_AUFGABENSTELLUNG_
Beantworte diese Fragen zum Forenthread über ein Webmail-Interface:
(a) Wofür wird man laut Matthias Reitinger bei IMP bzw. DIMP wohl etwas Externes suchen müssen?
(b) Welche Software hat kalle123456 nach eigener Aussage erfolgreich auf einem Debian laufen?
(c) Was kann aKraus mit dem installierten Roundcube nicht einrichten oder betreiben?

_AUSGANGSTEXT_
---*---
# Webmail Interface



## aKraus (9. September 2008)

Hallo,

ich suche ein gutes Webmail Interface, dass mir ermöglicht, mit einem POP Account mehrere E-Mail Adressen zu verwalten (auch mehrere für Domains), Mailinglisten anzulegen und über einen WYSIWYG Editor verfügt. Optimal wäre, wenn dieses Interface Open Source ist.

Leider konnte ich keines finden, welches sämtliche Vorausetzungen erfüllt. Kann mir jemand ein Tool empfehlen?

Danke!


----------



## kalle123456 (9. September 2008)

Hallo,

hast du dir schon mal round cube angeschaut? Es ist Open Source und im Forum findest du viele Plugins, oder du programmierst sie selber.

Gruss


----------



## Matthias Reitinger (9. September 2008)

Es gäbe da noch IMP bzw. DIMP vom Horde Project. Für Mailinglisten wirst du dir aber wohl was externes Suchen müssen.


----------



## kalle123456 (9. September 2008)

SCALIX Community Edition, wäre in den Fall die eierlegende Vollmilchsau . Bisschen schwierig zu installieren, aber wenn du Hilfe brauchst, ich habe es gerade erfolgreich auf einen Debian am laufen.

Gruss


----------



## Navy (10. September 2008)

Wenn wir bei Groupware sind, dann ist egroupware auch eine (quelloffene und nebenwirkungsfreie) Variante die einfach zu adminstrieren ist.


----------



## aKraus (11. September 2008)

Das Roundcube finde ich recht gut, installiert - läuft. Perfekt....

... naja, fast. Ich kann leider keine automatischen Weiterleitungen / keine Mail Regeln einrichten. Außerdem habe ich das Problem, dass ich keine Mail Administration (anlegen neuer Benutzer, Mailinglisten) damit betreiben kann. 

Kennt jemand gute Plugins dafür?


----------
---*---
_DATENAUSZUG_
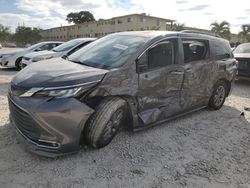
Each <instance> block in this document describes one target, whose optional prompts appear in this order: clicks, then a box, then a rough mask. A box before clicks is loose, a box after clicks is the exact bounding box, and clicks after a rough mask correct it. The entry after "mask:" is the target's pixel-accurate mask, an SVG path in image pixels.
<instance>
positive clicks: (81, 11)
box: [66, 11, 95, 24]
mask: <svg viewBox="0 0 250 188" xmlns="http://www.w3.org/2000/svg"><path fill="white" fill-rule="evenodd" d="M66 20H67V21H68V22H69V23H71V22H73V23H74V24H80V23H85V22H92V21H95V18H94V16H93V14H91V13H90V12H89V11H80V12H71V13H69V14H68V15H67V18H66Z"/></svg>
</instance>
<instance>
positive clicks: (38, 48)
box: [34, 48, 42, 52]
mask: <svg viewBox="0 0 250 188" xmlns="http://www.w3.org/2000/svg"><path fill="white" fill-rule="evenodd" d="M34 51H35V52H39V51H42V49H41V48H37V49H35V50H34Z"/></svg>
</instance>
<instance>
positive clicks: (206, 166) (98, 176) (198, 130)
mask: <svg viewBox="0 0 250 188" xmlns="http://www.w3.org/2000/svg"><path fill="white" fill-rule="evenodd" d="M15 74H16V71H14V70H9V69H8V70H6V69H0V116H1V118H0V187H1V188H12V187H13V188H16V187H18V188H22V187H39V188H40V187H46V188H47V187H60V188H61V187H171V188H172V187H192V188H193V187H213V188H215V187H219V188H223V187H233V188H235V187H239V188H247V187H250V112H248V111H245V116H240V114H241V112H242V111H244V107H245V106H248V107H250V82H243V81H241V82H239V81H238V82H237V83H236V85H235V88H234V91H233V93H232V95H231V96H230V97H229V98H228V99H227V100H226V103H225V105H224V107H223V108H222V109H221V110H220V111H210V110H207V109H204V110H201V111H199V112H196V113H193V114H191V115H188V116H185V117H182V118H180V119H178V120H174V121H171V122H169V123H167V124H165V125H161V126H158V127H154V128H151V129H148V130H144V131H141V132H136V133H132V132H128V131H122V132H120V133H119V134H118V135H117V136H116V138H115V139H114V140H113V142H112V143H111V144H110V145H109V146H107V147H105V148H103V149H100V150H94V149H91V148H88V147H87V148H84V149H82V150H81V151H79V152H78V153H77V154H74V155H70V156H65V157H61V158H57V159H48V158H43V157H39V156H36V155H33V154H30V153H29V152H27V151H26V150H25V149H24V148H23V145H22V144H20V143H19V142H18V140H16V137H15V133H14V131H13V129H12V126H11V125H10V124H9V120H8V113H9V112H8V105H7V96H6V95H7V88H8V84H9V82H10V80H11V78H12V76H13V75H15Z"/></svg>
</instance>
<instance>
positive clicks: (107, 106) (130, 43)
mask: <svg viewBox="0 0 250 188" xmlns="http://www.w3.org/2000/svg"><path fill="white" fill-rule="evenodd" d="M236 69H237V67H236V60H235V59H234V58H233V55H232V53H231V49H230V45H229V42H228V41H227V40H224V39H220V38H217V37H212V36H208V35H203V34H197V33H184V32H167V31H141V32H120V33H115V34H111V35H107V36H105V37H103V38H100V39H98V40H96V41H94V42H92V43H91V44H89V45H87V46H85V47H84V48H82V49H80V50H78V51H77V52H75V53H73V54H72V55H70V56H68V58H66V59H63V58H54V59H50V60H46V61H43V62H41V63H34V64H32V65H30V66H28V67H26V68H25V69H23V70H22V71H20V72H19V73H18V74H16V76H15V77H14V78H13V79H12V81H11V86H10V90H9V94H8V98H9V109H10V120H11V122H12V124H13V125H14V126H15V127H16V128H17V130H18V132H19V133H20V135H22V136H21V137H22V139H23V140H24V142H26V143H27V144H28V145H29V148H30V149H31V151H33V152H35V153H37V154H40V155H45V156H51V157H53V156H57V155H61V154H65V153H71V152H74V151H76V150H77V149H79V148H80V146H81V145H80V144H81V143H88V144H90V145H91V146H93V147H95V148H101V147H104V146H106V145H107V144H109V143H110V142H111V140H112V139H113V138H114V136H115V135H116V133H117V131H118V130H119V128H120V127H121V126H123V125H124V126H128V127H129V128H132V129H134V130H139V129H143V128H146V127H149V126H155V125H157V124H159V123H162V122H165V121H167V120H170V119H173V118H177V117H179V116H180V115H184V114H187V113H188V112H193V111H195V110H198V109H201V108H204V107H207V106H209V107H210V108H211V109H214V110H218V109H220V108H221V107H222V105H223V104H224V101H225V99H226V97H227V96H228V95H229V93H230V90H231V84H232V82H233V81H234V78H235V74H236Z"/></svg>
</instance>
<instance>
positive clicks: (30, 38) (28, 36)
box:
---*---
_LÖSUNG_
(a) Für Mailinglisten.
(b) Die SCALIX Community Edition.
(c) aKraus kann keine automatischen Weiterleitungen und keine Mail-Regeln einrichten. Außerdem ist keine Mail-Administration möglich, also weder das Anlegen neuer Benutzer noch das Anlegen von Mailinglisten.